### 本文
☆ ☆ ☆ ☆ ☆

FITS エコノミックレポート

朝の市場コメント!

米国株式市場は上昇:コロナ感染拡大への懸念後退を好感

NYダウは215.63ドル高の35335.71ドル、ナスダックは227.99ポイント高の14942.65ポイントで取引を終了した。食品医薬品局(FDA)が国内で初めてファイザー・独ビオンテック製の新型コロナウイルスワクチンを正式承認したため、コロナ感染拡大への懸念が後退して寄り付き後は上昇した。さらに、原油価格の反発が買い材料になったほか、連邦準備制度理事会(FRB)の経済シンポジウムが対面形式からオンライン形式に変更されたことを受けて、この会合でパウエル議長が緩和縮小計画を発表するとの警戒感が後退したことも支援材料となり、上げ幅を拡大した。前週売られていた景気敏感株などに買いが入り、一時300ドル超上昇する場面があった。 ハイテク株も強く、ナスダック総合指数は史上最高値を更新して引けた。VIX指数は18.56から17.15へ低下した。

☆ ☆ ☆ ☆ ☆

### やること
市場コメントに出てくる役所や会社などの組織の名前を、全部書き出してください。

☆ ☆ ☆ ☆ ☆

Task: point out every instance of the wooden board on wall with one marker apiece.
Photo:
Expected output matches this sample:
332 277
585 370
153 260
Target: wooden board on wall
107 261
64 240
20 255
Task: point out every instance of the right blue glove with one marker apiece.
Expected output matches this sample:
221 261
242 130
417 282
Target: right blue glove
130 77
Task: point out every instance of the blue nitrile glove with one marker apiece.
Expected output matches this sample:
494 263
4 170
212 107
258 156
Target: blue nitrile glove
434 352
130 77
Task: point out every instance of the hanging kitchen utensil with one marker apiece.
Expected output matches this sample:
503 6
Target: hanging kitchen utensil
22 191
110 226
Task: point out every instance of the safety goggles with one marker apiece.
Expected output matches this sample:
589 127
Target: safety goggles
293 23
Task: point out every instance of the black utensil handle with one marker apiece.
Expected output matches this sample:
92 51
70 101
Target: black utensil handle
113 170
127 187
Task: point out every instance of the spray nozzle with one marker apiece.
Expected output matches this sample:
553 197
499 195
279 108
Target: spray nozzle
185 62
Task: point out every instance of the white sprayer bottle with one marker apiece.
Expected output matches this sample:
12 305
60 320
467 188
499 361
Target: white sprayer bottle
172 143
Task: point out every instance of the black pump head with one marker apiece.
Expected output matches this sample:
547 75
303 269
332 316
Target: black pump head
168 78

☆ ☆ ☆ ☆ ☆

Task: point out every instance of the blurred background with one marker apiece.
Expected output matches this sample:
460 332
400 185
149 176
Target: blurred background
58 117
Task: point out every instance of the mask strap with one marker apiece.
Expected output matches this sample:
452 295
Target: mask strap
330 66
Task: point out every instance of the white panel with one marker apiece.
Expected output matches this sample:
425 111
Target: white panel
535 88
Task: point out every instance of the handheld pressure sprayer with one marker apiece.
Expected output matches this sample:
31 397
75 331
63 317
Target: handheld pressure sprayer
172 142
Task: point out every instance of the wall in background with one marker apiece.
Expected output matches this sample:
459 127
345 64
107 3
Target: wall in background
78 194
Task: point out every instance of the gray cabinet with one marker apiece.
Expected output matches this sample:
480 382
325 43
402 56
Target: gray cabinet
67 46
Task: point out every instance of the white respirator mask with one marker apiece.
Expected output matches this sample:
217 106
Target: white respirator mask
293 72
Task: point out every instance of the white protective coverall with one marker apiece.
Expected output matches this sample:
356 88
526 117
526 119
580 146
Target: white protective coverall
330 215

☆ ☆ ☆ ☆ ☆

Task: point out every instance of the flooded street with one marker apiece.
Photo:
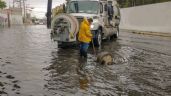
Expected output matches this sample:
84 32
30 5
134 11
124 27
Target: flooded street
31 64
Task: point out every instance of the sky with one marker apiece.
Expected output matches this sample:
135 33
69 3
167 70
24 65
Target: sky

☆ ☆ ☆ ☆ ☆

### 答え
・食品医薬品局(FDA)
・ファイザー
・ビオンテック
・連邦準備制度理事会(FRB)